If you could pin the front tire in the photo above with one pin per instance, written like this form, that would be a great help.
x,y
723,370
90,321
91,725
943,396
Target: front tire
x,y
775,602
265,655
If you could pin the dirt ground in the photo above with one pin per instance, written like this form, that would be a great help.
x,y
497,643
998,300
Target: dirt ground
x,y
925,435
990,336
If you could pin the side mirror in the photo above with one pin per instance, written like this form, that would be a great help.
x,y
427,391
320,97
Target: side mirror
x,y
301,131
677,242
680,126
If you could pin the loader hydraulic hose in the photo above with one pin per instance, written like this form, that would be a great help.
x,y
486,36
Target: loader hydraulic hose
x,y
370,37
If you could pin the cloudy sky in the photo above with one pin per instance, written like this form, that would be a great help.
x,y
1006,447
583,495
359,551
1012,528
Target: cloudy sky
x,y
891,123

- What you have to do -
Output the entire listing above, character for character.

- Expected answer -
If you could pin the front tire in the photo above with one pin per instance, written like this form, that would be a great help.
x,y
723,370
90,321
91,725
943,396
Target: front tire
x,y
775,602
265,655
If you could pin the dirt ground in the photo above with one pin per instance, written like this form, that would be a great help.
x,y
497,643
998,300
Target: dirt ground
x,y
925,435
990,336
If you could pin the side mirror in the photo above with one pin per instance, written like this form, that would be a great help.
x,y
427,391
320,97
Target: side mirror
x,y
301,131
677,242
680,126
If you could pin the loader hydraulic hose in the photo above with one pin per instance, written like this form, that would be a great help.
x,y
486,36
Target: loader hydraulic hose
x,y
370,37
If you could pin the cloudy sky in the photo above with one pin per instance, written like this form, that would be a great help.
x,y
1006,447
583,495
359,551
1012,528
Target: cloudy sky
x,y
891,123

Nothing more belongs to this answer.